**Your instructions**
Set down the full listing exactly as given. Any pictures are to be left out.

══════

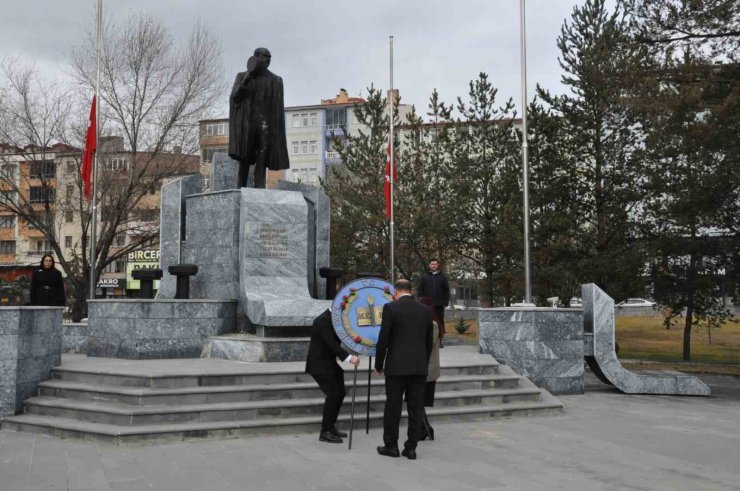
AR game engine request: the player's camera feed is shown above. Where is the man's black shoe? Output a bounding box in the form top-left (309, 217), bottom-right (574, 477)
top-left (378, 447), bottom-right (401, 457)
top-left (401, 448), bottom-right (416, 460)
top-left (329, 426), bottom-right (347, 438)
top-left (319, 431), bottom-right (344, 443)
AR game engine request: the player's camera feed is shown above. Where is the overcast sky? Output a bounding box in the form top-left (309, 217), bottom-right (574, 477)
top-left (0, 0), bottom-right (582, 118)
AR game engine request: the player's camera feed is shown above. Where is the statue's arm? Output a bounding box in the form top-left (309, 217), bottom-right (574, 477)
top-left (230, 72), bottom-right (249, 103)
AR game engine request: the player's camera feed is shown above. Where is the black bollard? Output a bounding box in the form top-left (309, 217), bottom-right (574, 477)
top-left (357, 271), bottom-right (383, 279)
top-left (167, 264), bottom-right (198, 298)
top-left (131, 269), bottom-right (162, 298)
top-left (319, 266), bottom-right (344, 300)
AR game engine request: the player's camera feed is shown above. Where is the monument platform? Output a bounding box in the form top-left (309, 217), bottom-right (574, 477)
top-left (2, 346), bottom-right (563, 444)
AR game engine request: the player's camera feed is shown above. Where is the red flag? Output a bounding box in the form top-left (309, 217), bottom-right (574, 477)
top-left (383, 143), bottom-right (398, 218)
top-left (82, 96), bottom-right (97, 199)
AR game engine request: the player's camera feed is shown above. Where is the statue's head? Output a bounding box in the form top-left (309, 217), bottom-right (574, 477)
top-left (254, 48), bottom-right (272, 68)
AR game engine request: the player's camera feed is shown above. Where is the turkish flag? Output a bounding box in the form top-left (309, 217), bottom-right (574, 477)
top-left (81, 96), bottom-right (97, 199)
top-left (383, 143), bottom-right (398, 219)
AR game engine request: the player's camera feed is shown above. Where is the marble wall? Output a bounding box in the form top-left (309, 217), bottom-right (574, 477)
top-left (62, 322), bottom-right (87, 353)
top-left (157, 174), bottom-right (203, 298)
top-left (239, 188), bottom-right (331, 335)
top-left (0, 307), bottom-right (63, 417)
top-left (478, 307), bottom-right (584, 394)
top-left (87, 299), bottom-right (236, 359)
top-left (278, 181), bottom-right (331, 300)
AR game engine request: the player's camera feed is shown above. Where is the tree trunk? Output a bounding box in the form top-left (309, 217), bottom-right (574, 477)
top-left (683, 305), bottom-right (694, 361)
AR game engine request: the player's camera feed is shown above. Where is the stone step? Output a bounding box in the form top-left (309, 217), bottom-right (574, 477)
top-left (24, 386), bottom-right (541, 426)
top-left (2, 391), bottom-right (563, 445)
top-left (52, 357), bottom-right (499, 388)
top-left (34, 374), bottom-right (521, 406)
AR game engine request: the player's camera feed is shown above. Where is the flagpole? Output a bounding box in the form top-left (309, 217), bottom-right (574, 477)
top-left (388, 36), bottom-right (396, 284)
top-left (519, 0), bottom-right (532, 303)
top-left (90, 0), bottom-right (103, 300)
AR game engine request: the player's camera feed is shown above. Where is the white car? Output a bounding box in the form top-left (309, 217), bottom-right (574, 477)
top-left (617, 298), bottom-right (655, 308)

══════

**Problem solution**
AR game engine request: the player's camera feed is shown above. Where is the man's black shoe? Output a bounding box in the form top-left (309, 217), bottom-right (574, 477)
top-left (378, 447), bottom-right (401, 457)
top-left (401, 448), bottom-right (416, 460)
top-left (329, 426), bottom-right (347, 438)
top-left (319, 431), bottom-right (344, 443)
AR game engine request: the player's camera feed is shown above. Where is the overcast sky? Output a bounding box in the form top-left (309, 217), bottom-right (574, 477)
top-left (0, 0), bottom-right (582, 118)
AR game engine request: the player's camera feed is shown above. Where is the statue's arm? Output a bounding box in the form top-left (309, 217), bottom-right (574, 477)
top-left (230, 72), bottom-right (249, 103)
AR game engine request: the player's camera feed is shown above. Where is the black bollard? Output a bounding box in the form top-left (309, 217), bottom-right (574, 477)
top-left (357, 271), bottom-right (383, 279)
top-left (167, 264), bottom-right (198, 298)
top-left (131, 269), bottom-right (162, 298)
top-left (319, 266), bottom-right (344, 300)
AR game engine request: the player's camera feed is shown above. Where is the monument platform? Output a bounding box in the form top-left (309, 217), bottom-right (574, 477)
top-left (2, 346), bottom-right (563, 444)
AR game engine request: the player's camera feed is shown above. Where is the red flag? Output a bounding box in the form top-left (309, 217), bottom-right (574, 477)
top-left (383, 143), bottom-right (398, 218)
top-left (82, 96), bottom-right (97, 199)
AR game engine request: the player's camera feed is shown above. Where is the statue's head? Output a bounding box in the form top-left (309, 217), bottom-right (574, 477)
top-left (254, 48), bottom-right (272, 68)
AR game engine request: the player's camera feed is shown above. Where is the turkish flag? Output a bounding box in the form top-left (309, 217), bottom-right (574, 477)
top-left (81, 96), bottom-right (97, 199)
top-left (383, 143), bottom-right (398, 219)
AR game engine request: the player's camera feed is shown above. Where is the marble wall? Output a bounding box in the form top-left (309, 217), bottom-right (574, 477)
top-left (62, 322), bottom-right (87, 353)
top-left (157, 174), bottom-right (203, 298)
top-left (239, 188), bottom-right (331, 335)
top-left (0, 307), bottom-right (63, 417)
top-left (478, 307), bottom-right (584, 394)
top-left (87, 299), bottom-right (236, 359)
top-left (278, 181), bottom-right (331, 300)
AR game engine request: the player's camera feed is shown above. Where is the tree trunk? Output a bounding box in the form top-left (309, 217), bottom-right (574, 477)
top-left (683, 305), bottom-right (694, 361)
AR game engine request: the player's camera feed is shown above. Where is the stone step? Output a bounding box in the form top-left (309, 217), bottom-right (574, 477)
top-left (24, 386), bottom-right (541, 426)
top-left (2, 391), bottom-right (563, 445)
top-left (52, 357), bottom-right (499, 388)
top-left (34, 374), bottom-right (521, 406)
AR game engine request: the player's camera feed is shown above. Where is the flagpole? Output a bounding box in the form top-left (309, 217), bottom-right (574, 477)
top-left (388, 36), bottom-right (396, 284)
top-left (519, 0), bottom-right (532, 303)
top-left (90, 0), bottom-right (103, 300)
AR game engine request: the player's camera feed is shown above. Where is the white car? Output a bounding box in the form top-left (309, 217), bottom-right (574, 477)
top-left (617, 298), bottom-right (655, 308)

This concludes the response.